## Start DATA FOR THIS TASK

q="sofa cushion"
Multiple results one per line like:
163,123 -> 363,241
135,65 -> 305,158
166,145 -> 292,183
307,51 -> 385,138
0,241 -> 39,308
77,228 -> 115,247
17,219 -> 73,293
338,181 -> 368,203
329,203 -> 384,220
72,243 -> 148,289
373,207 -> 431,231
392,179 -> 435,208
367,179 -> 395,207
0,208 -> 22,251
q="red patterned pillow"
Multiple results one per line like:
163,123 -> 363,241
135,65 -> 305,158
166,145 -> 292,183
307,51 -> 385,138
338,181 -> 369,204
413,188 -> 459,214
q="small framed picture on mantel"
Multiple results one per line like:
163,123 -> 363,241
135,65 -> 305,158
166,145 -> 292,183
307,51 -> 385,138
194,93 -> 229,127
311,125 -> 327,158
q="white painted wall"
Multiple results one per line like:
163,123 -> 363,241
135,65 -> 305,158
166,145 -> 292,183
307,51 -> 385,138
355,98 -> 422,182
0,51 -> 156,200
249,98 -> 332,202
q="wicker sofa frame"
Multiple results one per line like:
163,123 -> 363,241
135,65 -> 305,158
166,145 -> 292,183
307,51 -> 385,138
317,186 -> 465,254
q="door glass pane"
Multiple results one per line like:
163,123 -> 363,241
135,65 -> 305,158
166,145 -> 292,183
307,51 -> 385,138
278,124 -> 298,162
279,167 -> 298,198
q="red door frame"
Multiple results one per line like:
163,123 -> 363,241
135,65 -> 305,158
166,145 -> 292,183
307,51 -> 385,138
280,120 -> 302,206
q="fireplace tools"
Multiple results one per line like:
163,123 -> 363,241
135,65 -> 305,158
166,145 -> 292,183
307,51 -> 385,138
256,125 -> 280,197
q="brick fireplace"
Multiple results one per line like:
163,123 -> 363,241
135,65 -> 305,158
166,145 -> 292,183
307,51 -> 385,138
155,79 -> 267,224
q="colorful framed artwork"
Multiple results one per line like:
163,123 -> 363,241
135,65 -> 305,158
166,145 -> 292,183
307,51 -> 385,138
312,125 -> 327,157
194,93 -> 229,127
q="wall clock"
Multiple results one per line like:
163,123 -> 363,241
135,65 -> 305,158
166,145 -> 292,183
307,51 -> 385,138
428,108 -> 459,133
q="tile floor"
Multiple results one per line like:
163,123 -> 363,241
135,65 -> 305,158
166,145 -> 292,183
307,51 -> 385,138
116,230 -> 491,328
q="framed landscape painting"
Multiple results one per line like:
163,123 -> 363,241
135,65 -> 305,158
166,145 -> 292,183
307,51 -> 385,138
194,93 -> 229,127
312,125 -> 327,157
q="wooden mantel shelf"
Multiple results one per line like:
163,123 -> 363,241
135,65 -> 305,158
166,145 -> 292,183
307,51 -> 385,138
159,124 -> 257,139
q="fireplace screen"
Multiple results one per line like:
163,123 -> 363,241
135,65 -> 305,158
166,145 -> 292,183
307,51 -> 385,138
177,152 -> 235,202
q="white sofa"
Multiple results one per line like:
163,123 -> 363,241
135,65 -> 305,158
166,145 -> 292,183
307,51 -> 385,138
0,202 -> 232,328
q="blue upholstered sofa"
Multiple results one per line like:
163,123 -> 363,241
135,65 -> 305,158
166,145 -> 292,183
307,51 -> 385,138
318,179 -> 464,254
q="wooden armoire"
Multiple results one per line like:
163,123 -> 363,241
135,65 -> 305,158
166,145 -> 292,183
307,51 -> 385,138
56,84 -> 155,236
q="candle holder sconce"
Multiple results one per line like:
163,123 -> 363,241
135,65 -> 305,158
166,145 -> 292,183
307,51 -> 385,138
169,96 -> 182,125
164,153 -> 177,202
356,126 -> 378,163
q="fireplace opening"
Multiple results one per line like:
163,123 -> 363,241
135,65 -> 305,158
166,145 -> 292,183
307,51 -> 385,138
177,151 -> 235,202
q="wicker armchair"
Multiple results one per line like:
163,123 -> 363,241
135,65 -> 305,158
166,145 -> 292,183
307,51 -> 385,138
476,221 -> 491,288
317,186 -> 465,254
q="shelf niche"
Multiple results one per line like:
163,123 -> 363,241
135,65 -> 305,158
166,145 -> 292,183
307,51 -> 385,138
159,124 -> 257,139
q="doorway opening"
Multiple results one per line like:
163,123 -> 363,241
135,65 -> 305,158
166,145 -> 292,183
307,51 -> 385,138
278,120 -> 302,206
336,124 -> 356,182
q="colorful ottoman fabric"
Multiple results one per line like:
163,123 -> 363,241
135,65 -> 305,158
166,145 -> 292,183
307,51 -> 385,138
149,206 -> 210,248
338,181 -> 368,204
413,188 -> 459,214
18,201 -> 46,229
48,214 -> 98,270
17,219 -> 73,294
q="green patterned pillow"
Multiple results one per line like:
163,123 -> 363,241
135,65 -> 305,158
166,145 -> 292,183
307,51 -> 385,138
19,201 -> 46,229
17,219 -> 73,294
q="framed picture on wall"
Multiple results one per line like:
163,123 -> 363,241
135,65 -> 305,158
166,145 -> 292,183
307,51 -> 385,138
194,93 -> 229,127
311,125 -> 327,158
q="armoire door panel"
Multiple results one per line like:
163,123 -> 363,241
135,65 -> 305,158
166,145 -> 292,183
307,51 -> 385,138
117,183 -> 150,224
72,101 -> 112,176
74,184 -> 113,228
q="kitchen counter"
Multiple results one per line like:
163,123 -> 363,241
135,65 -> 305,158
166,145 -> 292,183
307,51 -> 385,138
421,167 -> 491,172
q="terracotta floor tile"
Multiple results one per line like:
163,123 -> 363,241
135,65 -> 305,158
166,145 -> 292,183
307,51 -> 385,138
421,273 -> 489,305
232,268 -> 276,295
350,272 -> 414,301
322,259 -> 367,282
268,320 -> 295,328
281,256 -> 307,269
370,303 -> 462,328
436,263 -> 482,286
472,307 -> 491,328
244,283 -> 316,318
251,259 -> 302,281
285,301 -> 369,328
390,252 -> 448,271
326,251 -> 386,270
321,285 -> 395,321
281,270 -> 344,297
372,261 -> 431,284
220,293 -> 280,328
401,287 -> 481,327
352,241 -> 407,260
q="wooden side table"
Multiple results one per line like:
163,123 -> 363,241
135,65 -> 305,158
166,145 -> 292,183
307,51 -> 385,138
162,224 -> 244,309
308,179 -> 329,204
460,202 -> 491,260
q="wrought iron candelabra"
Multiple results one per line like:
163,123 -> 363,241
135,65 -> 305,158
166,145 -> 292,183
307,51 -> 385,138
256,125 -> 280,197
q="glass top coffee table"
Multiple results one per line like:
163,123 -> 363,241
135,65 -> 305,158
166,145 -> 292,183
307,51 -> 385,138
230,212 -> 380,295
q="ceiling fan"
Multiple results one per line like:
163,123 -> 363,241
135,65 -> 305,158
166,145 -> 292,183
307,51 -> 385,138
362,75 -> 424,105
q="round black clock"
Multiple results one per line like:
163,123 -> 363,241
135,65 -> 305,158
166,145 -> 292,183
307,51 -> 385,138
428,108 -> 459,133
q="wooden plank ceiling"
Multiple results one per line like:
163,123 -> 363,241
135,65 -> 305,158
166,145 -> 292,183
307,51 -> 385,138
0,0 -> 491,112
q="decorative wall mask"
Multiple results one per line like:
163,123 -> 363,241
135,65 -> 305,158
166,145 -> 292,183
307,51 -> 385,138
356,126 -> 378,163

## End DATA FOR THIS TASK

## DIRECTIVE
Please reproduce all of the records above, putting "matches" in place of every "results" and leaving everything else unchanged.

## CORRECT OUTPUT
q="sofa cushion"
Multiple matches one per line like:
163,123 -> 363,241
135,65 -> 305,158
166,145 -> 292,183
307,51 -> 385,138
0,241 -> 39,308
77,228 -> 115,247
17,219 -> 73,293
338,181 -> 368,203
329,203 -> 384,220
72,243 -> 148,289
373,207 -> 431,231
392,179 -> 435,208
367,179 -> 395,207
0,208 -> 22,251
q="red patterned pillow"
Multiple matches one per line like:
163,123 -> 363,241
135,65 -> 305,158
166,145 -> 292,183
307,51 -> 385,138
338,181 -> 369,204
413,188 -> 459,214
q="small framed picture on mantel"
Multiple matches one per line like:
163,123 -> 363,241
135,65 -> 305,158
166,145 -> 292,183
307,51 -> 385,138
194,93 -> 229,127
311,125 -> 327,158
q="white painted wall"
Multiple matches one per line like:
163,123 -> 363,241
135,65 -> 305,158
166,145 -> 292,183
307,51 -> 385,138
355,98 -> 422,182
0,51 -> 156,200
249,98 -> 332,202
q="wicker sofa frame"
Multiple matches one per line like:
163,123 -> 363,241
135,65 -> 305,158
166,145 -> 292,183
307,51 -> 385,138
317,186 -> 465,254
q="door glass pane"
Multiple matches one per line like:
163,123 -> 363,241
135,65 -> 305,158
166,145 -> 292,183
307,51 -> 385,138
278,124 -> 298,162
279,167 -> 298,198
q="red door frame"
Multiple matches one per line like:
163,123 -> 363,241
135,65 -> 305,158
166,145 -> 292,183
307,51 -> 385,138
280,120 -> 302,206
q="fireplace tools"
Multiple matches one per line like:
163,123 -> 363,241
135,65 -> 305,158
166,145 -> 292,183
307,51 -> 385,138
256,125 -> 280,197
q="brick fireplace"
Multiple matches one per line like:
163,123 -> 363,241
135,65 -> 305,158
166,145 -> 292,183
307,51 -> 385,138
155,79 -> 267,224
q="colorful framed artwork"
Multiple matches one per line like:
163,123 -> 363,241
135,65 -> 305,158
166,145 -> 292,183
307,51 -> 385,138
312,125 -> 327,157
194,93 -> 229,127
q="wall clock"
Multiple matches one per line like:
163,123 -> 363,241
135,65 -> 305,158
166,145 -> 292,183
307,51 -> 385,138
428,108 -> 459,133
q="tile floor"
Multiple matches one per line like:
163,123 -> 363,241
135,65 -> 305,158
166,145 -> 292,183
307,51 -> 385,138
116,230 -> 491,328
q="framed landscape painting"
Multiple matches one per line like:
163,123 -> 363,241
135,65 -> 305,158
166,145 -> 292,183
307,51 -> 385,138
194,93 -> 229,127
312,125 -> 327,157
q="wooden mantel shelf"
Multiple matches one per line like:
163,123 -> 363,241
135,65 -> 305,158
166,145 -> 292,183
307,51 -> 385,138
159,124 -> 257,139
q="fireplace screen"
Multiple matches one per line like:
163,123 -> 363,241
135,65 -> 305,158
166,145 -> 292,183
307,51 -> 385,138
177,152 -> 235,202
q="white sofa"
Multiple matches one per line like:
163,123 -> 363,241
135,65 -> 305,158
166,145 -> 292,183
307,51 -> 385,138
0,202 -> 232,328
q="blue upholstered sofa"
Multiple matches one per line like:
163,123 -> 363,241
135,65 -> 305,158
166,145 -> 292,183
307,51 -> 385,138
318,179 -> 464,254
q="wooden armoire"
Multiple matches one per line like:
163,123 -> 363,241
135,65 -> 305,158
166,145 -> 292,183
307,51 -> 385,138
56,84 -> 155,236
q="candle holder sconce"
Multiple matches one per line like:
163,123 -> 363,241
135,65 -> 305,158
166,145 -> 292,183
307,51 -> 385,138
169,96 -> 182,125
164,153 -> 177,202
356,126 -> 378,163
q="fireplace opening"
Multiple matches one per line like:
163,123 -> 363,241
135,65 -> 305,158
166,145 -> 292,183
307,51 -> 385,138
177,151 -> 235,202
q="wicker armchair"
Multiple matches one per line like:
163,123 -> 363,241
135,65 -> 305,158
166,145 -> 292,183
307,51 -> 385,138
476,221 -> 491,288
317,186 -> 465,254
q="shelf niche"
Multiple matches one per line like:
163,123 -> 363,241
135,65 -> 305,158
166,145 -> 292,183
307,51 -> 385,138
159,124 -> 257,139
q="doorway opening"
Multiple matches one per line like:
163,123 -> 363,241
135,65 -> 305,158
166,145 -> 292,183
307,51 -> 385,138
278,120 -> 302,206
336,124 -> 356,182
q="colorful ottoman fabric"
Multiple matches one per line like:
163,123 -> 363,241
135,65 -> 305,158
166,145 -> 292,183
307,51 -> 385,138
149,206 -> 210,248
338,181 -> 368,204
413,188 -> 459,214
18,201 -> 46,229
48,214 -> 98,270
17,219 -> 73,294
q="green patterned pillow"
Multiple matches one per line like:
163,123 -> 363,241
135,65 -> 305,158
166,145 -> 292,183
307,51 -> 385,138
19,201 -> 46,229
17,219 -> 73,294
q="framed picture on wall"
Multiple matches one per line like:
163,123 -> 363,241
135,65 -> 305,158
166,145 -> 292,183
307,51 -> 385,138
194,93 -> 229,127
311,125 -> 327,158
q="armoire door panel"
Multiple matches one per line like:
163,123 -> 363,241
135,65 -> 305,158
166,145 -> 292,183
307,51 -> 385,138
117,183 -> 150,224
72,101 -> 112,176
74,184 -> 113,228
q="kitchen counter"
Multiple matches one per line like:
163,123 -> 363,241
135,65 -> 305,158
166,145 -> 292,183
307,51 -> 385,138
421,167 -> 491,172
q="terracotta floor tile"
Multiple matches one per line like:
163,123 -> 363,241
135,65 -> 305,158
166,145 -> 292,183
307,51 -> 385,138
421,273 -> 489,305
232,268 -> 276,295
350,272 -> 414,301
322,259 -> 367,282
268,320 -> 295,328
281,256 -> 307,269
370,303 -> 462,328
436,263 -> 482,286
472,307 -> 491,328
244,283 -> 316,318
251,259 -> 302,281
285,301 -> 369,328
390,252 -> 448,271
326,251 -> 386,270
321,285 -> 395,321
281,270 -> 344,297
372,261 -> 431,284
220,293 -> 280,328
401,287 -> 481,327
352,241 -> 407,260
q="wooden side table"
Multiple matches one per line like:
163,123 -> 363,241
135,65 -> 305,158
166,145 -> 292,183
307,51 -> 385,138
162,224 -> 244,309
308,179 -> 329,204
460,202 -> 491,260
q="wrought iron candelabra"
Multiple matches one per line like:
163,123 -> 363,241
135,65 -> 305,158
166,145 -> 292,183
307,51 -> 385,138
256,125 -> 280,197
q="glass top coffee table"
Multiple matches one per line like:
163,123 -> 363,241
135,65 -> 305,158
166,145 -> 292,183
307,51 -> 385,138
230,212 -> 380,295
q="ceiling fan"
Multiple matches one per line like:
163,123 -> 363,241
135,65 -> 305,158
166,145 -> 292,183
307,51 -> 385,138
362,75 -> 424,105
q="round black clock"
Multiple matches one per line like:
163,123 -> 363,241
135,65 -> 305,158
166,145 -> 292,183
307,51 -> 385,138
428,108 -> 459,133
q="wooden plank ceiling"
Multiple matches one per line like:
163,123 -> 363,241
135,65 -> 305,158
166,145 -> 292,183
307,51 -> 385,138
0,0 -> 491,112
q="decorative wall mask"
Multiple matches one per line like:
163,123 -> 363,241
135,65 -> 305,158
166,145 -> 292,183
307,51 -> 385,138
356,126 -> 378,163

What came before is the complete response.